* [Direction a]
Copy the passage below about the Taking Back Sunday reunion tour word for word, in full.

* [Excerpt to read]
▼
October 11 was a much anticipated day in Des Moines. Emerging amongst the endless cornfields came hundreds of Taking Back Sunday fans, giddy with excitement to see the freshly reunited original incarnation of the band. On their first major tour since returning to the band’s 2002 lineup, Taking Back Sunday has been traveling with pop-rockers The Maine and groovy R&B/pop artists Bad Rabbits. Much of the excitement around Taking Back Sunday’s current tour rallies around the return of John Nolan and Shaun Cooper to the band, eight years after parting ways.
The band’s critically acclaimed 2002 release Tell All Your Friends became a cornerstone of a genre and cemented Taking Back Sunday as legends and forefathers in the history books of the budding emo and pop punk scene. Bassist Shaun Cooper, as well as lead guitarist and backup vocalist John Nolan, parted ways with the band not long after that release, and the band picked up new members Matt Rubano and Fred Mascherino to take over their respective duties. The band’s next two albums, Where You Want To Be and Louder Now, were accepted with open arms, and even experienced more mainstream success, but the magic that Tell All Your Friends contained was no longer matched. Mascherino and the band headed in different directions following Louder Now, and Taking Back Sunday released New Again in 2009. The album experienced some disappointment, and it was apparent that something needed to change. That change came in early 2010 when the band unexpectedly gave the boot to Rubano and Mascherino’s replacement Matt Fazzi in order to bring back Nolan and Cooper, whose band Straylight Run had broken up a few months before. These member changes effectively brought Taking Back Sunday back to its 2002 lineup.
As the doors opened Tuesday night, People’s Court filled with new and old fans alike. Many had been following the band since Tell All Your Friends and jumped at the opportunity to see the same band they loved back in their younger years. But before they had the opportunity to sing along to their teenage anthems, openers Bad Rabbits and The Maine were set to take the stage.
▲
* [Given entries]
▼
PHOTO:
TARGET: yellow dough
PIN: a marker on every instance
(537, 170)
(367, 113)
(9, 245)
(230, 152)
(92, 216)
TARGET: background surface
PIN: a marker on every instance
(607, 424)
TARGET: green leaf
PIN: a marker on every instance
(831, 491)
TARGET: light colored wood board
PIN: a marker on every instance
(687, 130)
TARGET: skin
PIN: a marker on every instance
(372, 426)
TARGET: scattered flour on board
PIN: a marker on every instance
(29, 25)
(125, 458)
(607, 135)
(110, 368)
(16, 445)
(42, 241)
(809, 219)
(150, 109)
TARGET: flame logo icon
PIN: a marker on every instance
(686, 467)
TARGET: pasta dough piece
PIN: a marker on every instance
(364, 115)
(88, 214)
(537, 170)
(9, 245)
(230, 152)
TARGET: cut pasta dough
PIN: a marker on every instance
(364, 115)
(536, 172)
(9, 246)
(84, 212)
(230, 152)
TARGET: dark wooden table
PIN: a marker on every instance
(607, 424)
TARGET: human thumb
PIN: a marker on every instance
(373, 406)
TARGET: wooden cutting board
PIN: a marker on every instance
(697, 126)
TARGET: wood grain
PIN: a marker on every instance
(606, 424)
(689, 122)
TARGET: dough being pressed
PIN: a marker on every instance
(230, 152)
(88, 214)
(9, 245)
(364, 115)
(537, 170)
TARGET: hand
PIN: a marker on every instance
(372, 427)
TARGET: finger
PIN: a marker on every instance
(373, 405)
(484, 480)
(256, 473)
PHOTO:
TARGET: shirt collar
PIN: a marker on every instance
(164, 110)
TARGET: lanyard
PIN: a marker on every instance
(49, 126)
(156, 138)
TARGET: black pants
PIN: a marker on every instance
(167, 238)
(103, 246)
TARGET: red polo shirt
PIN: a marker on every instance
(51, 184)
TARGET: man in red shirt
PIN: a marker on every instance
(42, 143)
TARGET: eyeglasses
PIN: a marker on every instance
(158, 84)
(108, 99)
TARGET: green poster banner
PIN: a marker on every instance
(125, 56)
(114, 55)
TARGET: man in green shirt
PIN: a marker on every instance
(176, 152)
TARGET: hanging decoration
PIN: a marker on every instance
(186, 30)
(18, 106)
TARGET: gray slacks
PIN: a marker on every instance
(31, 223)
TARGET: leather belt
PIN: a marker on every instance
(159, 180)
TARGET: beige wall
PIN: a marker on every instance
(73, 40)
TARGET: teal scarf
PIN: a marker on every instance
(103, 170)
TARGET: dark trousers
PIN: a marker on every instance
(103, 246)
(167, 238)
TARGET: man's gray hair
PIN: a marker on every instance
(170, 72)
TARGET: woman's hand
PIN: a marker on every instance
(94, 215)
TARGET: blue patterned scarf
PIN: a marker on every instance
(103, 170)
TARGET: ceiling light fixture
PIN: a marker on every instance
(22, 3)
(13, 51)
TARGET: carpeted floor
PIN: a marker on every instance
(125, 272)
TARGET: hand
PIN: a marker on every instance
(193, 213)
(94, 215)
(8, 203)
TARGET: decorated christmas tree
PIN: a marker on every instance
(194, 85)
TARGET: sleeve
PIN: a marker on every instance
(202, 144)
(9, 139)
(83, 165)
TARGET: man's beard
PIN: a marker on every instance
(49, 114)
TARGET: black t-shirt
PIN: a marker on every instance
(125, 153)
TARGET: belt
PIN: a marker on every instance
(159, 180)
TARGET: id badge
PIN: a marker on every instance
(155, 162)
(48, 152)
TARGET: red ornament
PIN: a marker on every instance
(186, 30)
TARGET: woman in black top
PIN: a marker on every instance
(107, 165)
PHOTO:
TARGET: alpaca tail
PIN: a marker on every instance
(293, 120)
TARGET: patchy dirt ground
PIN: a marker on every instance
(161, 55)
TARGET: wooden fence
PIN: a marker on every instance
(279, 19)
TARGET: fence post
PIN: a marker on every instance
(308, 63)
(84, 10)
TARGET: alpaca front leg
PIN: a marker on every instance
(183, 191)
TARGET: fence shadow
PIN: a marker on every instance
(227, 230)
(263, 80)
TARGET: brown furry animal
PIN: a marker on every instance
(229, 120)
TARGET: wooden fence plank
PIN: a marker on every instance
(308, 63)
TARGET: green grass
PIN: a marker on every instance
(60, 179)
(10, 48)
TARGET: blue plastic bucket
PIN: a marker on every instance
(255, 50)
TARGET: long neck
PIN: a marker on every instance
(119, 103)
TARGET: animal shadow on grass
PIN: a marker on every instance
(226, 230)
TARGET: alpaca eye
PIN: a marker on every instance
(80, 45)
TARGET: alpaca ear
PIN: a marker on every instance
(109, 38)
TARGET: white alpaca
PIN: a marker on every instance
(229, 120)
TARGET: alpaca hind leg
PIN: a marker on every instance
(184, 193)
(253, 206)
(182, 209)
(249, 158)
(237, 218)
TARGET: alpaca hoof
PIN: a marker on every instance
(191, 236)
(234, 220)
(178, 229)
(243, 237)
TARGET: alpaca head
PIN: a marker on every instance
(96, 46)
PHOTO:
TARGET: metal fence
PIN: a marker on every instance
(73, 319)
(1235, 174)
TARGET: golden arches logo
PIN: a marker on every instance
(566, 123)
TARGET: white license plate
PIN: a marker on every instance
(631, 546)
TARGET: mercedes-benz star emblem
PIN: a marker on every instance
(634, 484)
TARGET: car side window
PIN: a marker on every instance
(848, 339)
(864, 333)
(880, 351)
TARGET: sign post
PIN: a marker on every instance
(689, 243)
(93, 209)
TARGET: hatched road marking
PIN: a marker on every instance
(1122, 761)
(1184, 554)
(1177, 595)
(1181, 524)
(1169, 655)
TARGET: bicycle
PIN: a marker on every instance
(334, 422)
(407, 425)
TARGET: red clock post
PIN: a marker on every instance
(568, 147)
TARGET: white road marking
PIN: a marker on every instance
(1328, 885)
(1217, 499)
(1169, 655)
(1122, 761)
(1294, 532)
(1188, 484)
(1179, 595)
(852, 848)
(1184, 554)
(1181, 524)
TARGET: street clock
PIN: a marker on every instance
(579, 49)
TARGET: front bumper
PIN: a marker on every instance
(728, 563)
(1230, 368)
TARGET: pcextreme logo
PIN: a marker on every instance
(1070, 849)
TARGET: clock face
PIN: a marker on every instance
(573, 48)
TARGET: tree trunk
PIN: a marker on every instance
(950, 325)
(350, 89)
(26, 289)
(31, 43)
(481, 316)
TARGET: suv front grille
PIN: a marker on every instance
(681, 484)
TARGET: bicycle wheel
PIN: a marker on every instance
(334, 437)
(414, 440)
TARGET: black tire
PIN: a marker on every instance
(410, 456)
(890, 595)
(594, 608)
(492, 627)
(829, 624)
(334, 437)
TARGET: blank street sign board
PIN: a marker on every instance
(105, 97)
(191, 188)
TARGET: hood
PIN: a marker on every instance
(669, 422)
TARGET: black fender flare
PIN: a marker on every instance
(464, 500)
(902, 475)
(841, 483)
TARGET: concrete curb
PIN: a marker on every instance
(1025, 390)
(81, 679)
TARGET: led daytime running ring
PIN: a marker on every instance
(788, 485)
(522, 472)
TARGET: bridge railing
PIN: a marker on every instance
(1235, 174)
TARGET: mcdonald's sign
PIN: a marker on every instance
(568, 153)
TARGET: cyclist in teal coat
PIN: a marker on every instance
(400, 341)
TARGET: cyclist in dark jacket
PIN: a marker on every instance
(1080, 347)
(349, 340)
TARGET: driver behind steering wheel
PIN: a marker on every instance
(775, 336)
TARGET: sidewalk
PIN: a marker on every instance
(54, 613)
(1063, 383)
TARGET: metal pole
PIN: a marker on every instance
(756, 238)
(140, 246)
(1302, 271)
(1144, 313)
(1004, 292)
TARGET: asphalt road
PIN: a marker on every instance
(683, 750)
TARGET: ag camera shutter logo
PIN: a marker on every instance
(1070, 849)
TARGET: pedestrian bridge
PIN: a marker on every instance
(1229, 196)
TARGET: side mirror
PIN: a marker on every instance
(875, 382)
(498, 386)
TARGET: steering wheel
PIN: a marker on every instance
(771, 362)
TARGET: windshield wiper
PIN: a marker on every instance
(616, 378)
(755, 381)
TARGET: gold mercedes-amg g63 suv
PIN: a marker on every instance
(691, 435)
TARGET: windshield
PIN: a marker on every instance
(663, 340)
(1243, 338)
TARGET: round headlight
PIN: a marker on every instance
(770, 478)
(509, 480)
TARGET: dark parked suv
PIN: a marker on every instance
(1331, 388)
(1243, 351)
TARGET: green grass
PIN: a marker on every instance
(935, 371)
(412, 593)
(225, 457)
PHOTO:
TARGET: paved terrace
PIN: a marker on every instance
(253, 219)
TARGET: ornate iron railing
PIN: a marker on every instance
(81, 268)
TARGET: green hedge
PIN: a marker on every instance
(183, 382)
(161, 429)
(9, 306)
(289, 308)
▲
* [Direction b]
Rewrite the records from the line containing "TARGET: driver behind steering wheel" through the final line of the records, replacing "asphalt" with "blacktop" and leaving everything else unchanged. Give only those lines.

* [Task solution a]
October 11 was a much anticipated day in Des Moines. Emerging amongst the endless cornfields came hundreds of Taking Back Sunday fans, giddy with excitement to see the freshly reunited original incarnation of the band. On their first major tour since returning to the band’s 2002 lineup, Taking Back Sunday has been traveling with pop-rockers The Maine and groovy R&B/pop artists Bad Rabbits. Much of the excitement around Taking Back Sunday’s current tour rallies around the return of John Nolan and Shaun Cooper to the band, eight years after parting ways.
The band’s critically acclaimed 2002 release Tell All Your Friends became a cornerstone of a genre and cemented Taking Back Sunday as legends and forefathers in the history books of the budding emo and pop punk scene. Bassist Shaun Cooper, as well as lead guitarist and backup vocalist John Nolan, parted ways with the band not long after that release, and the band picked up new members Matt Rubano and Fred Mascherino to take over their respective duties. The band’s next two albums, Where You Want To Be and Louder Now, were accepted with open arms, and even experienced more mainstream success, but the magic that Tell All Your Friends contained was no longer matched. Mascherino and the band headed in different directions following Louder Now, and Taking Back Sunday released New Again in 2009. The album experienced some disappointment, and it was apparent that something needed to change. That change came in early 2010 when the band unexpectedly gave the boot to Rubano and Mascherino’s replacement Matt Fazzi in order to bring back Nolan and Cooper, whose band Straylight Run had broken up a few months before. These member changes effectively brought Taking Back Sunday back to its 2002 lineup.
As the doors opened Tuesday night, People’s Court filled with new and old fans alike. Many had been following the band since Tell All Your Friends and jumped at the opportunity to see the same band they loved back in their younger years. But before they had the opportunity to sing along to their teenage anthems, openers Bad Rabbits and The Maine were set to take the stage.

* [Task solution b]
TARGET: driver behind steering wheel
PIN: a marker on every instance
(775, 336)
TARGET: sidewalk
PIN: a marker on every instance
(54, 613)
(1063, 383)
TARGET: metal pole
PIN: a marker on every instance
(756, 238)
(140, 246)
(1302, 271)
(1144, 313)
(1004, 292)
TARGET: blacktop road
PIN: a marker on every instance
(683, 750)
TARGET: ag camera shutter logo
PIN: a marker on every instance
(1070, 849)
TARGET: pedestrian bridge
PIN: a marker on every instance
(1229, 196)
TARGET: side mirror
PIN: a marker on every instance
(875, 382)
(498, 386)
TARGET: steering wheel
PIN: a marker on every instance
(771, 362)
TARGET: windshield wiper
PIN: a marker on every instance
(616, 378)
(755, 381)
TARGET: gold mercedes-amg g63 suv
PIN: a marker on every instance
(691, 435)
TARGET: windshield
PIN: a marker on every instance
(663, 340)
(1243, 338)
TARGET: round headlight
PIN: a marker on every instance
(770, 478)
(509, 480)
TARGET: dark parked suv
PIN: a marker on every instance
(1331, 388)
(1243, 351)
TARGET: green grass
PIN: a marker on every instance
(935, 371)
(412, 593)
(225, 457)
PHOTO:
TARGET: paved terrace
PIN: a marker on every instance
(253, 219)
TARGET: ornate iron railing
PIN: a marker on every instance
(81, 268)
TARGET: green hedge
PIN: a marker on every instance
(183, 382)
(161, 429)
(9, 306)
(289, 308)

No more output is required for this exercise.